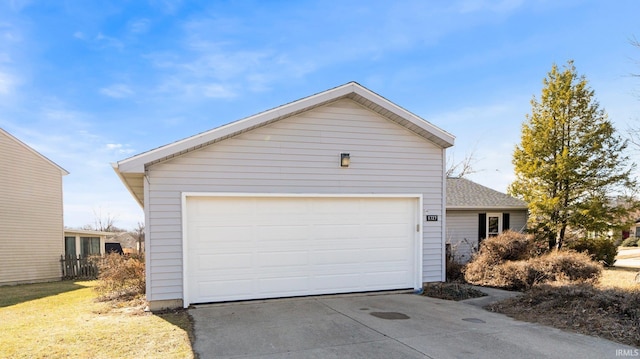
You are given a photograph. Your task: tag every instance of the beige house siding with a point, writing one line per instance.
(299, 154)
(462, 229)
(31, 217)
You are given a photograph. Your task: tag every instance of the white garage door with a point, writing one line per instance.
(266, 247)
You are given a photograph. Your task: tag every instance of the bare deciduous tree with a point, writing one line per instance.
(104, 223)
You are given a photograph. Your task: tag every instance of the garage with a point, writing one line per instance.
(337, 192)
(252, 247)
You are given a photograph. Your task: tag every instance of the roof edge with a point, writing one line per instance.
(32, 150)
(136, 164)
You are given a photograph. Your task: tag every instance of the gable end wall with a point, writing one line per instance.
(296, 155)
(31, 220)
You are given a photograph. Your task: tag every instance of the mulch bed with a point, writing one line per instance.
(612, 314)
(451, 291)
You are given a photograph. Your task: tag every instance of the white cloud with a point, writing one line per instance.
(503, 6)
(139, 26)
(109, 41)
(119, 148)
(117, 91)
(6, 83)
(217, 91)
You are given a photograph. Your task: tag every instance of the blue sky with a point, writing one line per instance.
(88, 83)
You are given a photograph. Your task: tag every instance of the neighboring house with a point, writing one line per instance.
(475, 212)
(127, 240)
(31, 216)
(84, 242)
(327, 194)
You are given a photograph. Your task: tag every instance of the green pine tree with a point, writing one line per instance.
(570, 165)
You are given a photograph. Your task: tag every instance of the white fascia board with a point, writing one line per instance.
(302, 195)
(414, 119)
(136, 164)
(30, 149)
(488, 208)
(116, 169)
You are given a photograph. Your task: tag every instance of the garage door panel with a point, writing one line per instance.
(267, 260)
(263, 247)
(224, 261)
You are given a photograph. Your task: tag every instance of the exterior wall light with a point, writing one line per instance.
(345, 160)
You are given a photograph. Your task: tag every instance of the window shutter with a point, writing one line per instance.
(505, 222)
(482, 227)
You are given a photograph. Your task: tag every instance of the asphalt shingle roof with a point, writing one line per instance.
(465, 194)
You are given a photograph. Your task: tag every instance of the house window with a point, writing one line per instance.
(90, 245)
(494, 224)
(70, 246)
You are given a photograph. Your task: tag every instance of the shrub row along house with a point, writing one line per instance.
(342, 191)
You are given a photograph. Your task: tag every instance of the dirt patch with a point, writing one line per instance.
(609, 313)
(451, 291)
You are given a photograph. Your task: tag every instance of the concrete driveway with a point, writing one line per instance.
(397, 325)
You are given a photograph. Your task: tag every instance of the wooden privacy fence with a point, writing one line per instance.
(79, 267)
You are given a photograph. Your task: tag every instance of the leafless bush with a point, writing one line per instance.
(121, 277)
(504, 262)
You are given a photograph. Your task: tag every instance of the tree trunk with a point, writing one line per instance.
(560, 238)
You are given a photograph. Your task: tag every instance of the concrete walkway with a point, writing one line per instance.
(380, 326)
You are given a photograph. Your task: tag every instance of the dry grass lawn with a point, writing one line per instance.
(609, 309)
(63, 320)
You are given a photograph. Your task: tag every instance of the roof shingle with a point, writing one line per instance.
(465, 194)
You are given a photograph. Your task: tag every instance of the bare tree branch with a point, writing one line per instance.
(463, 168)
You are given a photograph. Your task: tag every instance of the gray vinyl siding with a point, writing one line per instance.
(31, 221)
(299, 154)
(462, 229)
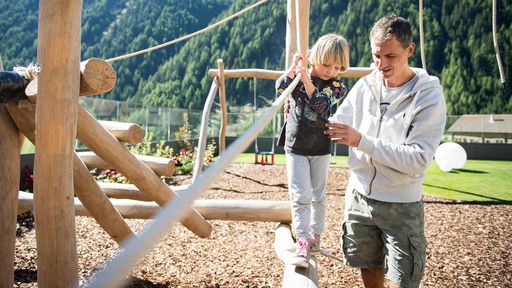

■ ■ ■

WHAT NEEDS TO BE DONE - Write down every line above word for word, but leave the pictures out.

OUTPUT FOR THIS TASK -
You are given a photograph. Your task: tag every instance of the beige house siding with a point, writing one line per instance.
(299, 154)
(462, 229)
(31, 217)
You are given a photograph. Your task: tag every instance of the white garage door with a point, writing one line per instance.
(266, 247)
You are given a photograph. Your task: tag every instance of the bare deciduous tree with a point, writing one line per instance.
(104, 223)
You are given a photograph. Your task: tag every instance of the garage with a point, writing one line per instance.
(337, 192)
(252, 247)
You are given a photograph. Your task: tag every instance of the roof edge with a point, writing one line per instance.
(32, 150)
(136, 164)
You are given a photograph. Your task: tag every instance of the gable end wall with a point, writing one line per instance.
(296, 155)
(31, 220)
You are given a photograph. Your task: tag every instance of the mulch bed with a point, writing one line per instance.
(612, 314)
(451, 291)
You are given a photograph. Your task: tag every instance of the white cloud with a point, writing one line per instance.
(503, 6)
(139, 26)
(109, 41)
(119, 148)
(117, 91)
(6, 83)
(217, 91)
You are given a photograph. Your task: tag every instance of the blue sky with a point, writing one line per instance.
(88, 83)
You are given a photograph. Your task: tag every instance of the neighboring house with a point, writing one line per instance.
(475, 212)
(127, 240)
(31, 216)
(84, 242)
(327, 194)
You are given a photograph. Your task: tag every instance of the green pine tree with a point, writing one line per instance.
(570, 165)
You are given a photograph. Your task: tag every instance of the white fascia board with a point, writing one line per instance.
(302, 195)
(414, 119)
(136, 164)
(30, 149)
(488, 208)
(116, 169)
You are given a photograph. Your task: tag every instance of the garage door panel with a point, writing one line per instance.
(267, 260)
(263, 247)
(224, 261)
You are given a photograph. Your task: tag every instance of the exterior wall light with a point, writing one line per instance.
(345, 160)
You are given a photograph. Your task: tag every instance of the window shutter with a point, writing one line per instance.
(505, 222)
(482, 227)
You are given a photograph. Your task: tag every instance of the asphalt shingle roof with a point, writing one line per instance.
(465, 194)
You are given a photograph. Your task: tag every instance of the house window with a point, writing one line per instance.
(90, 245)
(494, 224)
(70, 246)
You are given a photograph. Your task: tag every instance of the shrub row along house with a point, writing one line per instance.
(342, 191)
You are given a photograph. Your task: tag every instance of the dirt patch with a point, writing one line per instance.
(609, 313)
(451, 291)
You are given a photograph. Your task: tag every instance of the concrete driveway with a point, writing one line per instance.
(397, 325)
You are given a photograph. Your task: tag every instance of the wooden privacy fence with a point, writing one line per instance.
(79, 267)
You are given a photograph. Your task: tag every instance of the leafless bush with a point, writing one line per instance.
(121, 277)
(504, 262)
You are given a photograph. Your task: tag every instance of the tree trunk with a point, writing one line per instance.
(560, 238)
You are given a photograph. Your task: tag every instance of the concrete walkway with a point, writing one line per instance.
(380, 326)
You are given a photograph. Your task: tag every instance of the dry grass lawn with a point, writing one line per instance.
(609, 309)
(63, 320)
You are given a photograph. Your task: tag every instance of the roof shingle with a point, writing one line per instance.
(465, 194)
You are given a photograph. Your task: tag every instance of the bare tree branch with a point, writing one line per instance.
(463, 168)
You are given a photograph. Your task: tag every instance of the gray vinyl siding with a point, writing one line per instance.
(31, 221)
(299, 154)
(462, 229)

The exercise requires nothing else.